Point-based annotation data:
>> BEGIN

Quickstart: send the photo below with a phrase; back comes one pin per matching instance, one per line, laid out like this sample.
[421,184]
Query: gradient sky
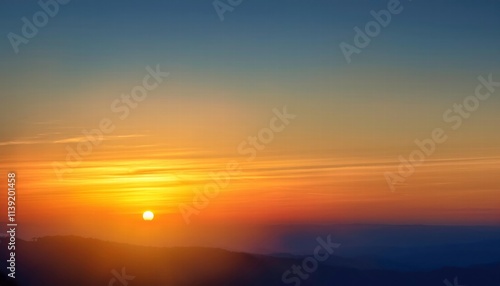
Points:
[226,77]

>> END

## Required task
Quote the listing above line for line, leaving out the pictures.

## Reply to the task
Quickstart: send the photo below with a phrase; back comes one pin per matching instance, one per line, laid out like this sample.
[421,184]
Query: gradient sky
Points:
[226,77]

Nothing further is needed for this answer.